PROBLEM TO SOLVE: Please return every line of the entries below verbatim, leaving out the pictures.
** begin PROVIDED MATERIAL **
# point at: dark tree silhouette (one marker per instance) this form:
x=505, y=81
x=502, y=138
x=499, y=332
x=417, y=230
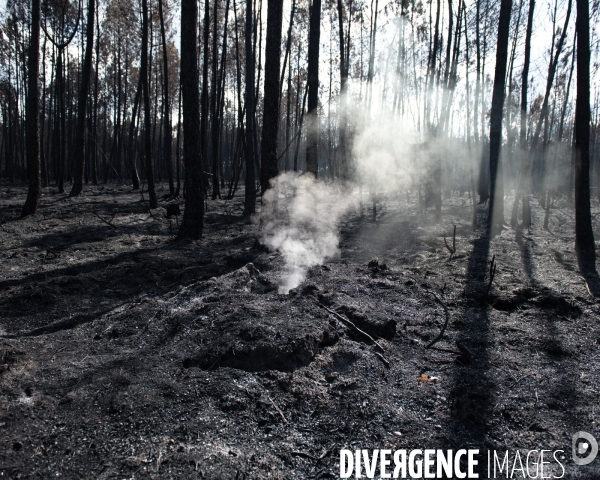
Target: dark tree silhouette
x=496, y=208
x=166, y=104
x=312, y=134
x=147, y=114
x=193, y=215
x=86, y=74
x=268, y=168
x=33, y=115
x=584, y=235
x=250, y=194
x=523, y=127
** end PROVIDED MATERIAL **
REPLY:
# point at: dark tree silhouette (one marker per instance) this form:
x=505, y=81
x=502, y=138
x=499, y=332
x=417, y=230
Target: dark tree silhouette
x=496, y=208
x=166, y=104
x=312, y=134
x=147, y=114
x=193, y=215
x=86, y=74
x=268, y=168
x=33, y=115
x=584, y=235
x=250, y=194
x=523, y=127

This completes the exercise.